↓↓↓

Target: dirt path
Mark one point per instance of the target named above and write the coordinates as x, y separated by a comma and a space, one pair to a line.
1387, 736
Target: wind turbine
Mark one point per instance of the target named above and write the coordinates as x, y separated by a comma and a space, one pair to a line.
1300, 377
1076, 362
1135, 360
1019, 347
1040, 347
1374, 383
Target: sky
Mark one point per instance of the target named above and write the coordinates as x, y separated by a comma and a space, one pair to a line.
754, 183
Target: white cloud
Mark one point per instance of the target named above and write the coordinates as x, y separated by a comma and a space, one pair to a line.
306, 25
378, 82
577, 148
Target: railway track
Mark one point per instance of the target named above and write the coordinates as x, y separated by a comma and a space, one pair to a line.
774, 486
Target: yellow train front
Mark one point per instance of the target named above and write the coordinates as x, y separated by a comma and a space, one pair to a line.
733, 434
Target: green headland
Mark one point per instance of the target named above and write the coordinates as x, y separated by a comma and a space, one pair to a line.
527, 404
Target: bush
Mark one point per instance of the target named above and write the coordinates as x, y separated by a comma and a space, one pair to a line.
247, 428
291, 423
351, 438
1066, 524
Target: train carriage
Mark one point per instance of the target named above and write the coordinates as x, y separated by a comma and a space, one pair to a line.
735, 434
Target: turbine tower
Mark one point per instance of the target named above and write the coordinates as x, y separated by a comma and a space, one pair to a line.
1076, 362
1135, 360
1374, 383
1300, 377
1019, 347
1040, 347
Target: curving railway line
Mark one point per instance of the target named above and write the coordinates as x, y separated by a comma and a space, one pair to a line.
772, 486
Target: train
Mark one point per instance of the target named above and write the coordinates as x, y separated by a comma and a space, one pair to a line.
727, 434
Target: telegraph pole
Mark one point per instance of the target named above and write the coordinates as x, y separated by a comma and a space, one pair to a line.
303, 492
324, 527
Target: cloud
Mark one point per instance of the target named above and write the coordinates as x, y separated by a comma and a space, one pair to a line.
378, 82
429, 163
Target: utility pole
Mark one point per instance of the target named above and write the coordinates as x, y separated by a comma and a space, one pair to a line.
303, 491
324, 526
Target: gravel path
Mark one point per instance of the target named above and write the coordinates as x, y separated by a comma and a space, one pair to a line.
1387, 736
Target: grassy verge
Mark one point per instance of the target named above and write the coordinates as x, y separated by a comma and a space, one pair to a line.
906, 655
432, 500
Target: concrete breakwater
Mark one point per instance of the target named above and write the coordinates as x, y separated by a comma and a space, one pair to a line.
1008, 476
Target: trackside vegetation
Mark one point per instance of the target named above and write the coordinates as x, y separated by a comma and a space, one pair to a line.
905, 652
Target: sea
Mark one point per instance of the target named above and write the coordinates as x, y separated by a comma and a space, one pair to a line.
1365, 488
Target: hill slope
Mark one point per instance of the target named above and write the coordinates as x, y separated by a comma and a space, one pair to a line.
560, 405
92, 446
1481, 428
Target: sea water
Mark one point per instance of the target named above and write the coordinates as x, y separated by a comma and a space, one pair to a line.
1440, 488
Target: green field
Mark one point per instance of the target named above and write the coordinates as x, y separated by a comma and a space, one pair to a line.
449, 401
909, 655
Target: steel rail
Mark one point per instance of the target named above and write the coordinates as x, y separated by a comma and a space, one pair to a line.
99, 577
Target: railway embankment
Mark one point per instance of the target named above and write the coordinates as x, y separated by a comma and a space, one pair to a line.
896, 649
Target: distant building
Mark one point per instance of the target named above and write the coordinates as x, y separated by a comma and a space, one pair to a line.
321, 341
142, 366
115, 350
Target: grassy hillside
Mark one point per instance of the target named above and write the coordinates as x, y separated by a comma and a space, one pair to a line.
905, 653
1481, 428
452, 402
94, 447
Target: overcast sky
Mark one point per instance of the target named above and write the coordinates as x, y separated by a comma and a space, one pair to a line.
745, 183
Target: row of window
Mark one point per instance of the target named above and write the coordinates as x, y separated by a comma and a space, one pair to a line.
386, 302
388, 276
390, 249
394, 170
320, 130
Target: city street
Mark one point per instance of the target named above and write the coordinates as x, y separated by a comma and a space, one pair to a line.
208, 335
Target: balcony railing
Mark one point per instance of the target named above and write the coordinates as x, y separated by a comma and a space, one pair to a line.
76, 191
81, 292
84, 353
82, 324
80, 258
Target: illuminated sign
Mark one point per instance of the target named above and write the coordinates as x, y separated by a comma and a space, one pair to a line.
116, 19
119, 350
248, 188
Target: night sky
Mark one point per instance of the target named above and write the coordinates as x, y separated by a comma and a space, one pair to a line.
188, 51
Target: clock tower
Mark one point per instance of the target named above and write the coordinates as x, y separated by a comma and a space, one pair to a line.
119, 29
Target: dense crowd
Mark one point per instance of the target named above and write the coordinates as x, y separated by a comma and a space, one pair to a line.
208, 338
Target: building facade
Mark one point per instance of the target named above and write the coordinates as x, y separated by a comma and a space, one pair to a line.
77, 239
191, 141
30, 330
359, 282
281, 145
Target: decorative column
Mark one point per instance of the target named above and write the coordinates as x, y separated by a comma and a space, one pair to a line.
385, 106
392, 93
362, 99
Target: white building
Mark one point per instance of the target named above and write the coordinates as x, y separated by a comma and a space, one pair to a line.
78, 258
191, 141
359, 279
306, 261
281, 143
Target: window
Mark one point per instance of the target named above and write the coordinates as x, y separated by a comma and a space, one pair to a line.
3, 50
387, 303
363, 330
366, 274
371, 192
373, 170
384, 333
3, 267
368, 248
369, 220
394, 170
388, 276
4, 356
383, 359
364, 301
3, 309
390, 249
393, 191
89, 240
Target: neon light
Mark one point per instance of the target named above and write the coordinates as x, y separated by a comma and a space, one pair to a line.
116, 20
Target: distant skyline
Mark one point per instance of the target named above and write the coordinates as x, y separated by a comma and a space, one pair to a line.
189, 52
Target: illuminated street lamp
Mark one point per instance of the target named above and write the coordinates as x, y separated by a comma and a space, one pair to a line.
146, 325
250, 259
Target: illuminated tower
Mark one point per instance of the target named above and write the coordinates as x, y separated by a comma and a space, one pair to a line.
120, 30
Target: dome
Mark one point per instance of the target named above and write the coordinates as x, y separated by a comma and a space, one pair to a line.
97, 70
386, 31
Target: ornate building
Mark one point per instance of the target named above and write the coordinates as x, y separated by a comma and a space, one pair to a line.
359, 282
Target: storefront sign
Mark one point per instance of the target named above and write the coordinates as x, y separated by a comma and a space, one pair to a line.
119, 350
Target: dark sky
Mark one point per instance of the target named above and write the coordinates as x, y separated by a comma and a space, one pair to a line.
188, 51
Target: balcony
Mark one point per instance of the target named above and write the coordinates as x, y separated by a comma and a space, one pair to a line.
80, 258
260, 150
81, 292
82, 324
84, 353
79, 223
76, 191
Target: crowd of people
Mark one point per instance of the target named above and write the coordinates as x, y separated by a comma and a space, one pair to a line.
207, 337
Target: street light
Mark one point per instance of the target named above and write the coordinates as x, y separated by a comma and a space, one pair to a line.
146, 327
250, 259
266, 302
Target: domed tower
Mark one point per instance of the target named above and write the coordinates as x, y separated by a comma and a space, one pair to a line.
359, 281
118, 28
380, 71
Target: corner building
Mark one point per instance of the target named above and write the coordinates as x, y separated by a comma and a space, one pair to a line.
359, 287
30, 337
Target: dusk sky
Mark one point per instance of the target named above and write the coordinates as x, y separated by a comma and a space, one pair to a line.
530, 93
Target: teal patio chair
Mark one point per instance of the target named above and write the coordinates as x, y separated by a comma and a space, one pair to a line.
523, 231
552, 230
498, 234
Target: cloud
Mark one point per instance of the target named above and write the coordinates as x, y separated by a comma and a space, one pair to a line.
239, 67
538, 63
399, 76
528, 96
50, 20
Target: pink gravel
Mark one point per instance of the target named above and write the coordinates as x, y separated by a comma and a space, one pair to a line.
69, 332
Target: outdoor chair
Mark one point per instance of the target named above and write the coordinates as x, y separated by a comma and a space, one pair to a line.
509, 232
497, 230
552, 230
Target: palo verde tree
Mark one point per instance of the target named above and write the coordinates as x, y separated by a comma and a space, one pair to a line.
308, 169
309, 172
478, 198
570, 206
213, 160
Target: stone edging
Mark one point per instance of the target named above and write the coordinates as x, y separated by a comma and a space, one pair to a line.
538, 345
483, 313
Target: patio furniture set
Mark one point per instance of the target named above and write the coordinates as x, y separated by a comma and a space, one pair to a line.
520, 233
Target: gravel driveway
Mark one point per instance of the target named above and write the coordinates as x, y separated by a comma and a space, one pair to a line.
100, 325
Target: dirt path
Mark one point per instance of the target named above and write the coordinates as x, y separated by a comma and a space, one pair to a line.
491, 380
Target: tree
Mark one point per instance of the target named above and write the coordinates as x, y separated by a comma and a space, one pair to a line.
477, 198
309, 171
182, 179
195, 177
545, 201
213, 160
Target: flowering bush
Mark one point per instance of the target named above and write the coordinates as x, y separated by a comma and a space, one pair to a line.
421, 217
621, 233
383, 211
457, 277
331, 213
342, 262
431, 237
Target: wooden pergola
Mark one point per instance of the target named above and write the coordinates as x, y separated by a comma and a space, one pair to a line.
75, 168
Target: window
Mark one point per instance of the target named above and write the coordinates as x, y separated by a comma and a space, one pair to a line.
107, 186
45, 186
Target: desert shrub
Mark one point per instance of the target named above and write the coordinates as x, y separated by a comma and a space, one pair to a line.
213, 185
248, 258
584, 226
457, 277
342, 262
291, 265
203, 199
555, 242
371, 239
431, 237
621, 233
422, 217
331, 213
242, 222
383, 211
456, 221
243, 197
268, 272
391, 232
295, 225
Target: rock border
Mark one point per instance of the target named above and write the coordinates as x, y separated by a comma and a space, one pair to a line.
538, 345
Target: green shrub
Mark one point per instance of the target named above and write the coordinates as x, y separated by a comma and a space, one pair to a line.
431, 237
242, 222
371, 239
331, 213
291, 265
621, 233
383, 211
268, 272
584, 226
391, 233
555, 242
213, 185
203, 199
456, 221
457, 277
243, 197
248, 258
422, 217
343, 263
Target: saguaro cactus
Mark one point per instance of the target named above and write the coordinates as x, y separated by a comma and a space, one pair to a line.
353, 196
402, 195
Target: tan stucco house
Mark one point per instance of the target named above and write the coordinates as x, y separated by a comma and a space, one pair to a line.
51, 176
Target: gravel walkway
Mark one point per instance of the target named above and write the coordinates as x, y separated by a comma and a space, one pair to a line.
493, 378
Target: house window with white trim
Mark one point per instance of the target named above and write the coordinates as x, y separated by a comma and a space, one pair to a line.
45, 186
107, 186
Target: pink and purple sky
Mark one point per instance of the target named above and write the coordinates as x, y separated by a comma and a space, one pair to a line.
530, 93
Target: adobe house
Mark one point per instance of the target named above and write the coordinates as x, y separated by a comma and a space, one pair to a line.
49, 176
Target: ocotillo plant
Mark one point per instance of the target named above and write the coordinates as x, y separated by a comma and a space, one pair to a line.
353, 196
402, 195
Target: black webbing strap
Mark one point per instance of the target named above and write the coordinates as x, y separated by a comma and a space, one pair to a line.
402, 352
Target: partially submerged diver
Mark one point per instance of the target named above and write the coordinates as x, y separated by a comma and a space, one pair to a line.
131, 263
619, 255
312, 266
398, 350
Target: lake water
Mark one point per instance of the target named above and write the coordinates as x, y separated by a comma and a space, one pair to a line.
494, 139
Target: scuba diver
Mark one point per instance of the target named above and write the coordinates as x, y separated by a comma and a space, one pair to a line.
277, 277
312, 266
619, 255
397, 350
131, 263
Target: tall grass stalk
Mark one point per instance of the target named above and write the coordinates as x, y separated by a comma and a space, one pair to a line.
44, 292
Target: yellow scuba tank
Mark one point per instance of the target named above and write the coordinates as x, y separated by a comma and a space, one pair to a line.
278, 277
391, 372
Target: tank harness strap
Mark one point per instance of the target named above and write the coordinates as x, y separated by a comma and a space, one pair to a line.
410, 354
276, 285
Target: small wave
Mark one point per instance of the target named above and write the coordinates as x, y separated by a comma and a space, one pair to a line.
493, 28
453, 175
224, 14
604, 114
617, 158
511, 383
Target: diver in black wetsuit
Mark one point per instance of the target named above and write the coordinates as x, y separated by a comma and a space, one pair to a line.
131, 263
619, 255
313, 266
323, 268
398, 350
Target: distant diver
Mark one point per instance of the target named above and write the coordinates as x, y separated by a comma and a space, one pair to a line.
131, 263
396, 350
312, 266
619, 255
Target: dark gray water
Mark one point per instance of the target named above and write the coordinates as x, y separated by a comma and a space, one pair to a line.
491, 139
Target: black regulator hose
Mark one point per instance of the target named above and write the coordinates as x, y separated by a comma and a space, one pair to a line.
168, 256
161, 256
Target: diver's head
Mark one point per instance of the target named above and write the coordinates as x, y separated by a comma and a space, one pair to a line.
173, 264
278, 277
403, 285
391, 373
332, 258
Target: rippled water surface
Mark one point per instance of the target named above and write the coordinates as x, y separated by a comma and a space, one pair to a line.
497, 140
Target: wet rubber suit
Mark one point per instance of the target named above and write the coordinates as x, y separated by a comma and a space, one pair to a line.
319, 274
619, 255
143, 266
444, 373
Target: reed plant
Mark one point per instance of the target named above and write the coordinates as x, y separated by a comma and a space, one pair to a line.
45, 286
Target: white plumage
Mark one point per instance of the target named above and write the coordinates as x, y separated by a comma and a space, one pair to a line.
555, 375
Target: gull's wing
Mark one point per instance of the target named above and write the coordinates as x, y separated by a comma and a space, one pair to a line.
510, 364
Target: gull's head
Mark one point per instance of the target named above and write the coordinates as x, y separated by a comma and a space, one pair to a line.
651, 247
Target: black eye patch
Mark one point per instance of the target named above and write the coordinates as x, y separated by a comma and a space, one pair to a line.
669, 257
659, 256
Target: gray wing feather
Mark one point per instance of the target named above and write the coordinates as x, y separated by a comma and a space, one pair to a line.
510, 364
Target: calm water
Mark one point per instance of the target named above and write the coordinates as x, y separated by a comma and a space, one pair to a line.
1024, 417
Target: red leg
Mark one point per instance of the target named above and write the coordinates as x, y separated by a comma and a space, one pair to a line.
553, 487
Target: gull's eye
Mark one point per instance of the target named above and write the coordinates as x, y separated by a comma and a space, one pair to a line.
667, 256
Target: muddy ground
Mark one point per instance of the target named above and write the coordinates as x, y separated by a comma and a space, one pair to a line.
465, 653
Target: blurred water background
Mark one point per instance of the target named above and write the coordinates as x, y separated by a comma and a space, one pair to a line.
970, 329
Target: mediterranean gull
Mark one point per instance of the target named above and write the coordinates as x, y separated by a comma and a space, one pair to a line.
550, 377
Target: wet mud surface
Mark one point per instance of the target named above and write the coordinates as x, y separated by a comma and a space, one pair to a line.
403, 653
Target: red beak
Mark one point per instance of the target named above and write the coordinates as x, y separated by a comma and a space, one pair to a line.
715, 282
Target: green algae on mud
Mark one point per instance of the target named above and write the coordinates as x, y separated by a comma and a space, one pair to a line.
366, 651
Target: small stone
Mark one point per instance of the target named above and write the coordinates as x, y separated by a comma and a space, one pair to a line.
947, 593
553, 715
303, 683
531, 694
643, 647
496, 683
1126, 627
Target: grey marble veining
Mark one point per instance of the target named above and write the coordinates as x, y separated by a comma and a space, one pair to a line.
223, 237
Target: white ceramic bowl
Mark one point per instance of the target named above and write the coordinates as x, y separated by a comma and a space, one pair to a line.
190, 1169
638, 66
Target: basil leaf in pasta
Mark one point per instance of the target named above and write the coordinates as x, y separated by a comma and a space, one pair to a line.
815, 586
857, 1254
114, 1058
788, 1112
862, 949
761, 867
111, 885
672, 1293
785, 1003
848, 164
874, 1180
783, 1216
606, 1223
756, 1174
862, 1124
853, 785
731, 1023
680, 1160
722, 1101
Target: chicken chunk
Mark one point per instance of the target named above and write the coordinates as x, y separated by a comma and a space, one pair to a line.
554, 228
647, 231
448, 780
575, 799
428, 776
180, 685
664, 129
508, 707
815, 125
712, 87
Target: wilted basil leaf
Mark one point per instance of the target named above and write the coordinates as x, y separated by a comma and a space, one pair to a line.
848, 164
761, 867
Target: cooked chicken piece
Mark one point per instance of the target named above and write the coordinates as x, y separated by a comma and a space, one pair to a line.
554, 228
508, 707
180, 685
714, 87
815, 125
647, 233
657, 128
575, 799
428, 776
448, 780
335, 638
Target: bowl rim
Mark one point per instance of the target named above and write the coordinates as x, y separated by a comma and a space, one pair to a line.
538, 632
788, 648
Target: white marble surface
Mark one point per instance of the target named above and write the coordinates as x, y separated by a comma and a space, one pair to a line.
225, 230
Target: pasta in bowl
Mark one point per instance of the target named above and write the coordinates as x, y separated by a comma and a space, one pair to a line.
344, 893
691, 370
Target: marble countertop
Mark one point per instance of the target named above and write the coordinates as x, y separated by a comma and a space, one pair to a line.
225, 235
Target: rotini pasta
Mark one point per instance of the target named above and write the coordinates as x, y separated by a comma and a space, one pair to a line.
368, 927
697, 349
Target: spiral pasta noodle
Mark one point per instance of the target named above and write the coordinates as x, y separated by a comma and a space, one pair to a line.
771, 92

↑↑↑

- Work to complete
Everything from the line containing "Target: basil leaf in pasta" through the last line of the records must be given again exactly; leave out all other lines.

- Answer in full
Target: basil leaf in pasta
Mark one point per instance of the target named above and write the coordinates as x, y separated by a comma and a space, one pair to a line.
815, 586
857, 1254
114, 1058
788, 1112
862, 949
761, 867
111, 885
672, 1293
785, 1003
848, 164
874, 1180
783, 1216
606, 1223
756, 1174
862, 1124
853, 785
731, 1023
680, 1160
722, 1101
Target: chicken chunk
Mark one point per instance of the target named above and write the coordinates as x, y separated by a comma and a space, one pair to a line.
554, 228
647, 231
448, 780
575, 799
428, 776
180, 685
664, 129
508, 707
815, 125
712, 87
Target: wilted basil leaf
Mark one point per instance of the target named above and write the coordinates as x, y separated by a comma and a space, one pair to a line.
848, 164
761, 867
Target: cooked chicken piece
Mark one point per instance of the target named above and write the coordinates as x, y separated by a comma and a space, one pair to a line.
554, 228
508, 707
180, 685
714, 87
815, 125
647, 233
657, 128
575, 799
428, 776
448, 780
335, 638
Target: bowl rim
Mark one point per instance of the target named above and write the coordinates as x, y separated by a comma and a space, one pair to a line.
538, 632
788, 648
Target: white marble surface
Mark one point per instance of the target named above and write the coordinates as x, y separated by a comma and a space, one pair to a line.
225, 230
Target: pasta in bowl
Mark one point per instance of the target named above and write the coordinates as x, y separated by a comma and a space, one pair to a line.
344, 893
691, 370
Target: marble countertop
Mark one point per instance of the target named above and write the coordinates as x, y separated by a comma and a space, one pair to a line.
225, 235
Target: rotini pasta
Mark one point per instance of the target named above and write the coordinates as x, y separated by a comma and a space, one pair to a line.
368, 927
697, 349
Target: spiral pasta noodle
Mark one point per instance of the target named above and write the coordinates as x, y separated by a comma and a space, one pair to a line.
771, 92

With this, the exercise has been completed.